Material for the task START

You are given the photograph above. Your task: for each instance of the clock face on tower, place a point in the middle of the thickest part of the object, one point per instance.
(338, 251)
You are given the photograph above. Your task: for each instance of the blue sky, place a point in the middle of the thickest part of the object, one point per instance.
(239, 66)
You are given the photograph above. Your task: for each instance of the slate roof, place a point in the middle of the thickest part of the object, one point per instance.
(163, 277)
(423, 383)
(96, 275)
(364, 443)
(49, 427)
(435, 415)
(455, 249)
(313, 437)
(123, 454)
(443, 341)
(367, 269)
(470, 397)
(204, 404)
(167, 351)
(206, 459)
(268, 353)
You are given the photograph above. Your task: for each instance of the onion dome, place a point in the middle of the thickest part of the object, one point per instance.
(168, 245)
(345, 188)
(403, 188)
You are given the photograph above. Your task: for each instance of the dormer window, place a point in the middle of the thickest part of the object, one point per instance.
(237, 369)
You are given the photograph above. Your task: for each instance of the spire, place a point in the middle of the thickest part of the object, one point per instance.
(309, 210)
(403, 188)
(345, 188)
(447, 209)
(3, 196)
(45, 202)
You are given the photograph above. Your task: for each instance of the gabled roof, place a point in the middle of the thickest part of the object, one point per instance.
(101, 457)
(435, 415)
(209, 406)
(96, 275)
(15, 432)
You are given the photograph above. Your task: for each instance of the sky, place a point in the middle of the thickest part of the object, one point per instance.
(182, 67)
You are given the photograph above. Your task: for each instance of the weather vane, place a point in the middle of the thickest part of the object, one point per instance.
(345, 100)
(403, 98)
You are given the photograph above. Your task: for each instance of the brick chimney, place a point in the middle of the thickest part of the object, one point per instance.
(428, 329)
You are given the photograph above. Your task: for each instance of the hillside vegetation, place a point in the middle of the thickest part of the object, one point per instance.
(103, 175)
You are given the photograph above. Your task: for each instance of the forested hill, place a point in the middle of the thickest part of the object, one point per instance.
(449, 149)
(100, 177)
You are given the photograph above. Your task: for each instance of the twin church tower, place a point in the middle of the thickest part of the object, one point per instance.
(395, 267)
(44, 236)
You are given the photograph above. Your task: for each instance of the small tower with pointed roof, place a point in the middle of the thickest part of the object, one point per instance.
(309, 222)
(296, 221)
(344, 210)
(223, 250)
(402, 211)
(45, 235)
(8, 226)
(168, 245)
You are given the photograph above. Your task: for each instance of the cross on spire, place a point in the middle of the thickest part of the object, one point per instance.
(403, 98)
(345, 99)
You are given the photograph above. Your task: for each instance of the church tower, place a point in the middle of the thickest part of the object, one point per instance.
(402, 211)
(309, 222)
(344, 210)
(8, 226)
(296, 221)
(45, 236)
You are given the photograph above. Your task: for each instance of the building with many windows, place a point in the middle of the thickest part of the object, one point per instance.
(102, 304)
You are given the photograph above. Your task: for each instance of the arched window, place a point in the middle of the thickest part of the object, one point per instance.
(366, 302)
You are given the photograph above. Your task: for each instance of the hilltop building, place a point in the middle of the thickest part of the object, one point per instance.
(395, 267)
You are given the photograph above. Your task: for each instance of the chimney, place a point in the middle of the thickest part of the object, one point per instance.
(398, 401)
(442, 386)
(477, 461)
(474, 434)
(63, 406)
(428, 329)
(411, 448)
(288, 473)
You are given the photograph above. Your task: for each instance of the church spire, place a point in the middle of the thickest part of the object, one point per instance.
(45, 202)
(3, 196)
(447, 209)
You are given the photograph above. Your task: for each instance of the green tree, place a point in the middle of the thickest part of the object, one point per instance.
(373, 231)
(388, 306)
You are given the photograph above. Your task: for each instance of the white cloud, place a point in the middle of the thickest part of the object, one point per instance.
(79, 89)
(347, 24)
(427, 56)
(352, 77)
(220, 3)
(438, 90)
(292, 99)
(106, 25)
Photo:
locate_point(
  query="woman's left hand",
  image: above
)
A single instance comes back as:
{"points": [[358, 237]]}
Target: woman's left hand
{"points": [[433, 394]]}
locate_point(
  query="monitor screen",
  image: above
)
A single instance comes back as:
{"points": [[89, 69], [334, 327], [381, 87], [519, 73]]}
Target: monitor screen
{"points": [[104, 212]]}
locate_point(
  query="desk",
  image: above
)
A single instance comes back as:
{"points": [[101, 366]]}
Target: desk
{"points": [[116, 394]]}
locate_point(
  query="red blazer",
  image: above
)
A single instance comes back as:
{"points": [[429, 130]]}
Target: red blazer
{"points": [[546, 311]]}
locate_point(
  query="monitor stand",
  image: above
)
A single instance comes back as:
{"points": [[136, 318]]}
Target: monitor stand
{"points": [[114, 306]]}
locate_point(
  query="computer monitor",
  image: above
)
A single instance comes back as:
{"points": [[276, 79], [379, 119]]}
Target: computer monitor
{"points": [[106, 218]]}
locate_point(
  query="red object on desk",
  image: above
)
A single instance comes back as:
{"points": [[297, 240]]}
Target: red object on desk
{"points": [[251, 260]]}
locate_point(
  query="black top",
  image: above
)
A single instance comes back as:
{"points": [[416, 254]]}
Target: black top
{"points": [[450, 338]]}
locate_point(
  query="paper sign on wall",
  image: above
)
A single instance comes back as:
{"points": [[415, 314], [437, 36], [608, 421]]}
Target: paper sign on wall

Material for the task END

§ Task brief
Where a line above includes "query", copy that line.

§ Written answer
  query="woman's left hand",
  query="monitor screen",
  query="desk",
  query="red blazer",
  query="monitor stand",
  query="computer monitor",
  query="red object on desk",
  query="black top",
  query="paper sign on wall",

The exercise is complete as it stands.